• _Aufgabe 1_
Gib aus dem Artikel über die Geschichte der türkischen Küche den Wortlaut von „Die Geschichte der“ bis einschließlich „Periode (vor 1038)“ unverändert aus.
• _Aufgabe 2_
Nimm den Artikel über die Geschichte der türkischen Küche nach seinem letzten Satz auf und schreibe ihn weiter.

Die Geschichte der türkischen Küche kann unterteilt werden in die zentralasiatische, die Seldschuken- und die osmanische Periode:

Die zentralasiatische Periode (vor 1038)

Das Wissen über die Nahrung und die Eßgewohnheiten der frühen türkischen Nomadenstämme in Zentralasien ist begrenzt und beruht auf Mutmaßungen. Wahrscheinlich ernährten sie sich, ebenso wie andere Nomadenstämme, von Schafs- und Pferdefleisch, ungesäuerten Backwaren oder Brot aus Weizenmehl, Milch und Milchprodukten wie Joghurt. Man weiß heute, daß Koumiss, ein fermentiertes Getränk aus Stutenmilch, und Ayran getrunken wurden. Hinweise aus Gemeinden von Kazantürken und Tataren in Anatolien, die noch immer viele zentralasiatische Bräuche bewahrt haben, deuten darauf hin, daß eine Reihe von Nahrungsmitteln aus der zentralasiatischen Periode bis heute überlebt hat. Mantı (eine Art Ravioli), Çörek (ringförmige Brötchen), verschiedene Pasteten und Tarhana (eine Art getrockneter Quark), sie alle stammen aus Zentralasien. Eine der frühesten schriftlichen Quellen über die präislamischen Türken, die Orhun-lnschriften, bezieht sich auf eine Begräbniszeremonie für einen Regenten der Göktürken, der zwischen dem sechsten und dem achten Jahr-hundert ein großes Reich in Zentralasien errichtete. Sie zeigt, daß diese Jäger sich hauptsächlich von Hirsch- und Hasenfleisch ernährt haben.

• _Bereitgestellte Angaben_
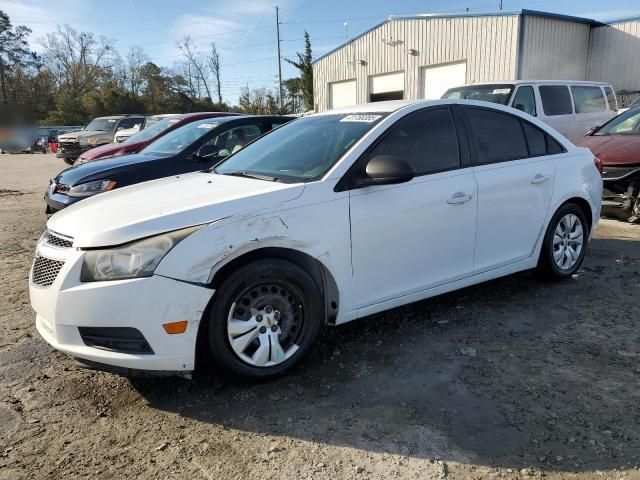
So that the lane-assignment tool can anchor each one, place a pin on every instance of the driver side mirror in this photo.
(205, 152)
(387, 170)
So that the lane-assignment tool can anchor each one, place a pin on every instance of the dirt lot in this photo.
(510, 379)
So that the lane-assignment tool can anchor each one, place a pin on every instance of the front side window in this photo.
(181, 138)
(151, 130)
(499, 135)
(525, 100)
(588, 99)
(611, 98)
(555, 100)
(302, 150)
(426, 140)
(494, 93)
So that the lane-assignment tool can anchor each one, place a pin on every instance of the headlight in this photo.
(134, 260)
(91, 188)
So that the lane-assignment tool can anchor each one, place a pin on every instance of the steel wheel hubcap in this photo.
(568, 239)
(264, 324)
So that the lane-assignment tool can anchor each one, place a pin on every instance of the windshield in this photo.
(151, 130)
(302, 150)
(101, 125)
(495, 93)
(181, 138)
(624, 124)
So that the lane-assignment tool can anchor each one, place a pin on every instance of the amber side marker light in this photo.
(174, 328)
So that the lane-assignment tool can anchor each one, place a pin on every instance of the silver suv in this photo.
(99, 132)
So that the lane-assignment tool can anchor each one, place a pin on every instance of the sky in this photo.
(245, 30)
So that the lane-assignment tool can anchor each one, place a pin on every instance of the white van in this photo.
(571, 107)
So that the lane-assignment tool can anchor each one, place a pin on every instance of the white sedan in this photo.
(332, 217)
...
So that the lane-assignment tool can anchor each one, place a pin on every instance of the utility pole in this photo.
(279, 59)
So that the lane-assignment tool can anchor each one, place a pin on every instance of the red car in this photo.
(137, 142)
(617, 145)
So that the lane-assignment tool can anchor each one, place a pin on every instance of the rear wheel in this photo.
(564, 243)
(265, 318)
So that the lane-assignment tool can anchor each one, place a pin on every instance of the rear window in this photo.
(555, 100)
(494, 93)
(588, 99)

• _Lösung 1_
Die Geschichte der türkischen Küche kann unterteilt werden in die zentralasiatische, die Seldschuken- und die osmanische Periode:

Die zentralasiatische Periode (vor 1038)

• _Lösung 2_
Die Periode der Seldschukenherrscher (1038-1299)

Aus der Zeit der Seldschukensultane haben mehr schriftliche Informationen über die Ernährung überlebt. Der »Divanu Lugat-i Turk«, ein Wörterbuch, das Kaşgarlı Mahmut in den Jahren 1072 und 1073 zusammenstellte, um die Araber Türkisch zu lehren, enthält nicht nur die Namen bestimmter Nahrungsmittel, sondern beschreibt auch einige Gerichte. Zu denen, die als alte türkische Gerichte bezeichnet werden, gehören: Tutmac Nudelsuppe); Yufka (flaches, ungesäuertes Brot); Katma, Juga oder Katmer (ein Schichtgebäck); Ekmek (Brot); Joghurt; Ayran; Kımız; Koumiss; Çörek (ein ringförmiges Brötchen); Pekmez (Sirup aus gekochtem Traubensaft); und Kavut Helva (eine Speise aus Reismehl). Es gibt auch Hinweise auf das Kochen in einer Erdgrube, auf die Verwendung von Grillrosten, Spießen und irdenen Kochgefäßen.
[...]

Eintopf (Yahni), Speisen am Spieß (Kebabs), eine Suppe aus Weizenmehl und Joghurt (in Anatolien Togya Çorbasi genannt), Sauerrahm, Joghurt, Käse, Getränke wie Milch, Ayran, Koumiss und Wein - all das wurde laut den Erzählungen von Dede Korkut verzehrt. Die literarischen Werke von Mewlana Jala-luddin-i Rumi, der im 13. Jahrhundert lebte, enthalten viele Hinweise auf die Eßkultur dieser Zeit. Mewlana, der die Philosophie von Harmonie und Zusammenarbeit vertrat, die Menschen in Liebe vereinen kann, liefert unschätzbare Informationen zum Thema Essen.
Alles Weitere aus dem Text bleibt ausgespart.